• **TO DO**
Give back exactly the lines of the material below, starting with the line with "Note to the class: we label each instance of the stone" and going on through the line with "Note to the class: we label each instance of the tiled".

• **RECORD EXTRACTS**

----------------

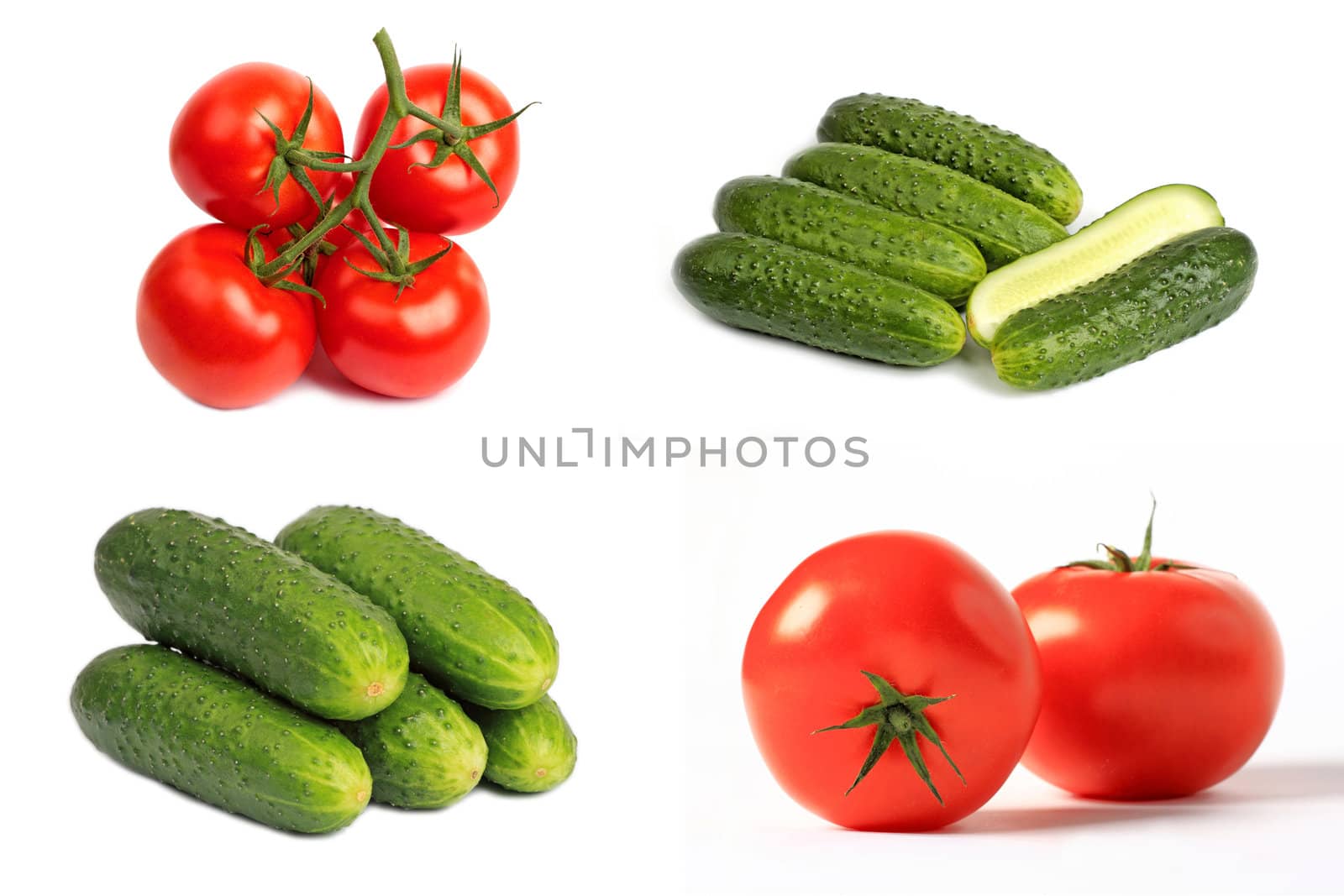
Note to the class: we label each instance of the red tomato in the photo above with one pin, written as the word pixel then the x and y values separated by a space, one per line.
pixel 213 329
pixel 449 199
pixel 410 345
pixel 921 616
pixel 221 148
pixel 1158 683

----------------

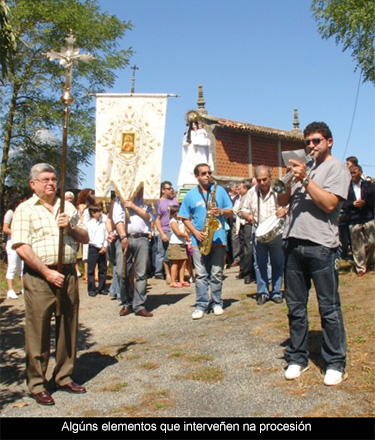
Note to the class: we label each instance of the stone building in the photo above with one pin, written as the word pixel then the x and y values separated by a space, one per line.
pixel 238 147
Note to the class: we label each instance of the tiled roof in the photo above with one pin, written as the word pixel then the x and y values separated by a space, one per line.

----------------

• **FINISHED EXERCISE**
Note to the class: we label each instance of the stone building in the photo above with one pin, written as the word pixel then the x and y values separated by a space, one per line.
pixel 238 147
Note to the class: we label each instance of the tiled roof in the photo above with one pin, written as the word pixel then the x and y values separated by a space, one per line.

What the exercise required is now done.